== Provided records ==
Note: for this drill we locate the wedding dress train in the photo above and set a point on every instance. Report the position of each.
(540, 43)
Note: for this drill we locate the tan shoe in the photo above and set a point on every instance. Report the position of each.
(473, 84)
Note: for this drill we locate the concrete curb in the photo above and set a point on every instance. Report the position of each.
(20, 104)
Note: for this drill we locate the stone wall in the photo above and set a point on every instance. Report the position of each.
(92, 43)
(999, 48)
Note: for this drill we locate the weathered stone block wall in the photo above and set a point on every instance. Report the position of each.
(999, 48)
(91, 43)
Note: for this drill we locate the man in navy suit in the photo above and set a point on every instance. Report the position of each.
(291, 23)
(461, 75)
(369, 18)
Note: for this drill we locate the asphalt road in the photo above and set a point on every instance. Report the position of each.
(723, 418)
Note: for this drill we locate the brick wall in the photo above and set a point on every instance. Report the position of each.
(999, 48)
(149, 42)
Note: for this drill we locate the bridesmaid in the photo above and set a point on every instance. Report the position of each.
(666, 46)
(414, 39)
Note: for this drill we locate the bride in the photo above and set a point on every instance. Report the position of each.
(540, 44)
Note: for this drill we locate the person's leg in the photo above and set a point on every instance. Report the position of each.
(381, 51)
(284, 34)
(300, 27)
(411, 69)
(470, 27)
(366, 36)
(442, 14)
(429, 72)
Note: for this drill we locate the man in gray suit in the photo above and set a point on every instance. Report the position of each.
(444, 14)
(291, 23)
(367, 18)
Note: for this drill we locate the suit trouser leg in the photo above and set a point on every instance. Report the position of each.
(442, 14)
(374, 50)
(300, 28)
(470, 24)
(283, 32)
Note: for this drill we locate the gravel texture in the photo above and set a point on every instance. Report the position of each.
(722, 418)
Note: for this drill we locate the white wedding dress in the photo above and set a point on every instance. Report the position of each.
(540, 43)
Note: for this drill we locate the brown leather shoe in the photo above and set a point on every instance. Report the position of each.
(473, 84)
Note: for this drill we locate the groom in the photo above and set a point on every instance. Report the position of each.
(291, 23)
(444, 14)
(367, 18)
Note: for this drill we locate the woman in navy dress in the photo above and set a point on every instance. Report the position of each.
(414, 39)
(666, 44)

== Given instruction ==
Reproduce word for word the records from the line containing "Note: for this drill we locate the gravel" through the end of the records, with both ends included.

== Exercise result ==
Note: for this drill we locate the gravel texture in the photo above and set a point on every instance. Report the position of each.
(722, 418)
Note: for this drill we locate the white wedding dress in the photo above and set a point on every instance. Report the position of each.
(540, 43)
Note: for this drill we locate the brown leather shoe in the photo above and set a point on every instance. Report the position of each.
(473, 84)
Note: for this drill we locate the groom in the photo above and set a point on every instance. Report the position of each.
(291, 23)
(444, 14)
(367, 18)
Note: for this drill we locate the woman in navy dress in the photo above and set a point on every instance. Report the position of each.
(414, 39)
(666, 44)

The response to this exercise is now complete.